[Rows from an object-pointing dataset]
- - -

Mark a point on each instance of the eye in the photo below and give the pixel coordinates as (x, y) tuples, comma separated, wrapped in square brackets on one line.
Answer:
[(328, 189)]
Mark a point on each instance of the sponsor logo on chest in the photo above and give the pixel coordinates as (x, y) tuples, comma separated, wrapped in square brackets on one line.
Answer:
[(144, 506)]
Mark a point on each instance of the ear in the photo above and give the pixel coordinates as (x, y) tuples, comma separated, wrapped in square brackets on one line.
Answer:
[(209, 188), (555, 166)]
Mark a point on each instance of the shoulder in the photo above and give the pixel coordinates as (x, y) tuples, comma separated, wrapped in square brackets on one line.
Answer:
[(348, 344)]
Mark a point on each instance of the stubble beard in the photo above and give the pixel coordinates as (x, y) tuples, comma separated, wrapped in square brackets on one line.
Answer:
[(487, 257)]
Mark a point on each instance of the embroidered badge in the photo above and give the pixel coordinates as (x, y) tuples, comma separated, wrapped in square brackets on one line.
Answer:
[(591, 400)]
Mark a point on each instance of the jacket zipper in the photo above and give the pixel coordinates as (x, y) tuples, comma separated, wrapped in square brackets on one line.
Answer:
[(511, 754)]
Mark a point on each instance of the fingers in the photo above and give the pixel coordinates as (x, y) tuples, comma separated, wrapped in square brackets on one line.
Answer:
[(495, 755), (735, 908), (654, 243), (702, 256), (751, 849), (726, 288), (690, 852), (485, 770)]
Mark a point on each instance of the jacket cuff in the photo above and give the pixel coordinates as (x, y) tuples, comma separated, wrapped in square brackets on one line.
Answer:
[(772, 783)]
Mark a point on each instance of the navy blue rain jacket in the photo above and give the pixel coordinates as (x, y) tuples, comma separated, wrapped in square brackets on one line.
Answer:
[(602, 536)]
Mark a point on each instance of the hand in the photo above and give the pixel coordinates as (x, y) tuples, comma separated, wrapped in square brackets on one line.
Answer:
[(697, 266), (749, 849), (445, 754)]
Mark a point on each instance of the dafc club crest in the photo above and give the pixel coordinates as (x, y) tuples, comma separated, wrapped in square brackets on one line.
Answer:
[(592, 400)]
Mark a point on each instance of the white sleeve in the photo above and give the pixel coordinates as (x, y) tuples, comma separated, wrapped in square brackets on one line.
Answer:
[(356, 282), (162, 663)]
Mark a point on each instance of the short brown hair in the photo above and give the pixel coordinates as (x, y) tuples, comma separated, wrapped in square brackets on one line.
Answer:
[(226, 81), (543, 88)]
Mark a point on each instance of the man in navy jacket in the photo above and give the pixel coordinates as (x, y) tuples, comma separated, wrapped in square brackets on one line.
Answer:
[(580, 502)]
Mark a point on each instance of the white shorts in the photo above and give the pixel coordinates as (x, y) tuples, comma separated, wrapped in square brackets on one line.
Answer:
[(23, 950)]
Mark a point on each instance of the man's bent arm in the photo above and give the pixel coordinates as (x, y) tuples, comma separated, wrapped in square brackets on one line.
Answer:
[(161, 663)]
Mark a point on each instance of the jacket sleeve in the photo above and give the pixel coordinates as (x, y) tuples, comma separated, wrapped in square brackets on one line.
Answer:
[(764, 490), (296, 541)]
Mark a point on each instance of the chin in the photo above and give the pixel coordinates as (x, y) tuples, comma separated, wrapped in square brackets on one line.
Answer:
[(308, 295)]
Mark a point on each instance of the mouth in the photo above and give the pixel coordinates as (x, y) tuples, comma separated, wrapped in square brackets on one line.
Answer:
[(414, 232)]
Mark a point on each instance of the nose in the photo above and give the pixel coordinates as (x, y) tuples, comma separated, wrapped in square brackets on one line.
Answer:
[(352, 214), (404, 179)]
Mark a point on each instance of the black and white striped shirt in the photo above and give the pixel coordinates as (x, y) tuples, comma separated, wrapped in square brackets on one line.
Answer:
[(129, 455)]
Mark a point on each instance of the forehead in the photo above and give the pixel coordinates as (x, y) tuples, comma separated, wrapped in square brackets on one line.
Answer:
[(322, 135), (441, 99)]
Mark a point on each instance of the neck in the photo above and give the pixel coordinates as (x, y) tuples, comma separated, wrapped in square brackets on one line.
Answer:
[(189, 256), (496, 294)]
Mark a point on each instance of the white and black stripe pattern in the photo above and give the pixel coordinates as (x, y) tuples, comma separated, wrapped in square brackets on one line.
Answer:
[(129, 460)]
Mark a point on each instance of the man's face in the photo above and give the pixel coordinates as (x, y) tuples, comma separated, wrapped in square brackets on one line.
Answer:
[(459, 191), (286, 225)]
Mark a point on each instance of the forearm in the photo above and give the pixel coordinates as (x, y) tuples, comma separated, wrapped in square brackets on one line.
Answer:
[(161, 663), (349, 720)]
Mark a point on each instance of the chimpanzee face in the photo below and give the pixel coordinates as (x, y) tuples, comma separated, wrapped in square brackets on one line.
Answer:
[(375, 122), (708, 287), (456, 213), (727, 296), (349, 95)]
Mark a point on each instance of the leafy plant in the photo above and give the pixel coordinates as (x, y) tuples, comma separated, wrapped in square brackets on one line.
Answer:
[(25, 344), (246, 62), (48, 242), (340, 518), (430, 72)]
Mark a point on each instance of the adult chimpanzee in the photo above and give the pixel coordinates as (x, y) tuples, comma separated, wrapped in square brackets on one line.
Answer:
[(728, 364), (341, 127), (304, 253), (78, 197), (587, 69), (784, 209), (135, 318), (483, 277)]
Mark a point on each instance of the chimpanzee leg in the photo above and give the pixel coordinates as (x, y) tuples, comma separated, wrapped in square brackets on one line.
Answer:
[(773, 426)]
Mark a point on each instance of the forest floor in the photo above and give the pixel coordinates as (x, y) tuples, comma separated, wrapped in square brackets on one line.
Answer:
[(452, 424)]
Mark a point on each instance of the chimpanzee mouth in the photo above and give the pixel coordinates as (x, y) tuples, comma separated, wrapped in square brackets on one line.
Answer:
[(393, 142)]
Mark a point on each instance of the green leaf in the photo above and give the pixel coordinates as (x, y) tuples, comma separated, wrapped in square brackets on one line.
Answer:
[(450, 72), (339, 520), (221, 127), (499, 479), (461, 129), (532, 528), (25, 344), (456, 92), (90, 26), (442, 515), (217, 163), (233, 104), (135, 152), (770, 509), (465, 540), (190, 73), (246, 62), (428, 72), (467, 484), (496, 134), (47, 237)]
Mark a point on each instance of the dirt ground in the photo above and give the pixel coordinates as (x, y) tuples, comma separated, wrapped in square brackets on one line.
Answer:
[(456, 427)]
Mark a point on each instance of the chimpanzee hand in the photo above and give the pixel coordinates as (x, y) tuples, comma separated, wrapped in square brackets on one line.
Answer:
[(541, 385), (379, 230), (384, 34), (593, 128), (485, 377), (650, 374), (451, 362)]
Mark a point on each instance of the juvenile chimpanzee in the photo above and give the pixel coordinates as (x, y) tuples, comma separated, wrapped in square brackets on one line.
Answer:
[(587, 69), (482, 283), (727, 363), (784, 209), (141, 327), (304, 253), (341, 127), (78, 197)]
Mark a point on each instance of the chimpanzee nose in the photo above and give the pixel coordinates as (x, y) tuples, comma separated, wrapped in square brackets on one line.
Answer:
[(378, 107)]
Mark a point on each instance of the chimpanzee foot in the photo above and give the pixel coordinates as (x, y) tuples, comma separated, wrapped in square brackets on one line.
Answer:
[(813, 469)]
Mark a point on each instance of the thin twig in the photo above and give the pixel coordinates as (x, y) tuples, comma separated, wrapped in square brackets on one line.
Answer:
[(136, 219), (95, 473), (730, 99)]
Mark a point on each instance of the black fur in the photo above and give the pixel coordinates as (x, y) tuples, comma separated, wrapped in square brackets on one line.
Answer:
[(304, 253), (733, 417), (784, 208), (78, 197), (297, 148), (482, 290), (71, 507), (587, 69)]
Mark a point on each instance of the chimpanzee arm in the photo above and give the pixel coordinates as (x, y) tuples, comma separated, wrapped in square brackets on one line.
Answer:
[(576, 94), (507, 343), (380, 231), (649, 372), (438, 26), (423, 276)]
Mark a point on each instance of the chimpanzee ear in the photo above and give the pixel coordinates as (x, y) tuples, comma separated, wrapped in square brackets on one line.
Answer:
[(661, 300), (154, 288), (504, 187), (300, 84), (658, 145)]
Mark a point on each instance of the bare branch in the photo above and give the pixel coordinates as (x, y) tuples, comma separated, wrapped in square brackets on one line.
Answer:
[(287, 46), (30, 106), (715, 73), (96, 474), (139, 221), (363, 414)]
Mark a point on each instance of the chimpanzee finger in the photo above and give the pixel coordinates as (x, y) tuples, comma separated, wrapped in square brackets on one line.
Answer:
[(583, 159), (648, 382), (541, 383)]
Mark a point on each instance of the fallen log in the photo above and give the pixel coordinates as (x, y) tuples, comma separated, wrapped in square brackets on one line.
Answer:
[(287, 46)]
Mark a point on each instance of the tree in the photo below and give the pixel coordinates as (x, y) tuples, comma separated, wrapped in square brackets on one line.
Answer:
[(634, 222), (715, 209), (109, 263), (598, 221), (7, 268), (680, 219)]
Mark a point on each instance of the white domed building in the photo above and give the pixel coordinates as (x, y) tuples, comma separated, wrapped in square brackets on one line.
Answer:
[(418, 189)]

- - -

§ GOAL: Echo the lines of the material verbatim, starting at the line containing "Mark a point on each instance of the navy" and ending at the line containing "[(592, 400)]", with both of those lines included.

§ CORRECT RESULT:
Mark a point on each instance of the navy blue rain jacket in the photo above and give the pixel coordinates as (x, y) tuples, comma separated, wrapped in square brackets on one line.
Answer:
[(602, 536)]
Mark a point on each instance of the hand in the photo above and give the pixel coordinates as (x, y) tuples, comma separated, wrapped in square brackets on one line.
Answer:
[(697, 266), (749, 849), (445, 754)]
Mark a point on each instance of the dafc club crest in the photo above and give the pixel coordinates as (x, y) tuples, comma separated, wrapped in square brackets on one line.
Answer:
[(592, 400)]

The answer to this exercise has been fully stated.